--- INPUT DATA ---
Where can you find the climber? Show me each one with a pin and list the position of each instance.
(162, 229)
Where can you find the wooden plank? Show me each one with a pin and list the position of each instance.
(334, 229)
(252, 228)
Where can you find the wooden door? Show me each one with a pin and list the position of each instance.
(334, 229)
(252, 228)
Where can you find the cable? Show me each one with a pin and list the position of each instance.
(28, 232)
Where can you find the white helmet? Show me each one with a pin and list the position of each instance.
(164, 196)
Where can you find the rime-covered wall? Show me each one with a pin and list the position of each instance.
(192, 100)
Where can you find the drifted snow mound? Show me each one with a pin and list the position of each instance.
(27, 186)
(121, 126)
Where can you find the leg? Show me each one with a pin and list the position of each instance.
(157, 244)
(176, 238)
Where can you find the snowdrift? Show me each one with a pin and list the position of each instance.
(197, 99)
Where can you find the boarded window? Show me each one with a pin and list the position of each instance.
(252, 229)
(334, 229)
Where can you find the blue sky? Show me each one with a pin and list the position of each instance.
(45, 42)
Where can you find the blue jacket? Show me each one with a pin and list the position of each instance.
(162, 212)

...

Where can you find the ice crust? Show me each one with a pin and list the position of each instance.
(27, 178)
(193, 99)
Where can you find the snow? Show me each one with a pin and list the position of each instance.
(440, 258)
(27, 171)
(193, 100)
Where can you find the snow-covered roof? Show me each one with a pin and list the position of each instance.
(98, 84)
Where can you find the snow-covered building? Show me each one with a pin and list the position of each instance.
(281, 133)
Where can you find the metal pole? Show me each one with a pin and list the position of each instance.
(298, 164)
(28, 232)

* * *

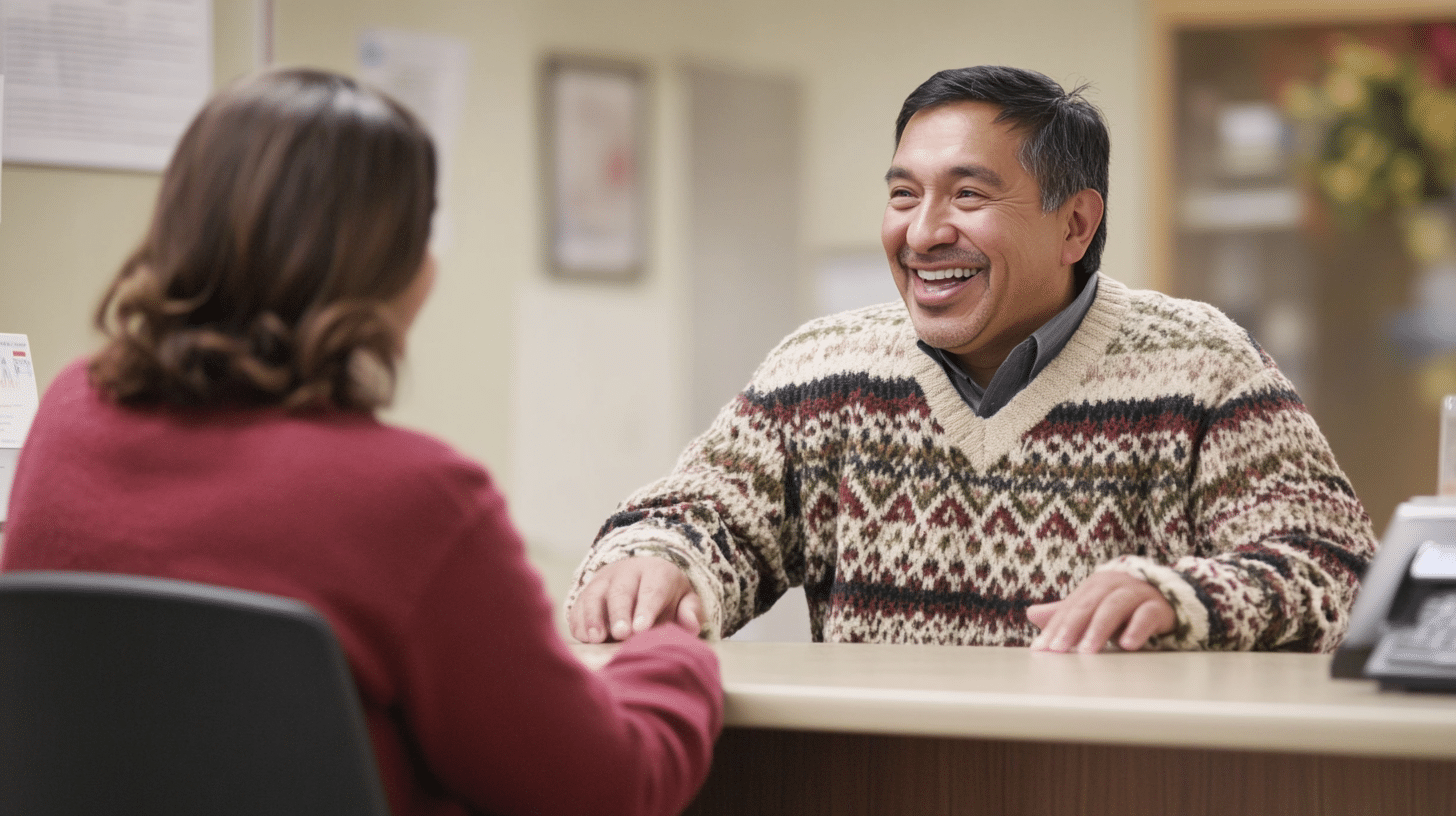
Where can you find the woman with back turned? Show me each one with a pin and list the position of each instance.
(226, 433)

--- EXERCISE DIRECTIONS ---
Count the lines of the data above that contain the string "blue", treating uppercase and lowercase as different, and give only that number.

--- ANSWER ---
2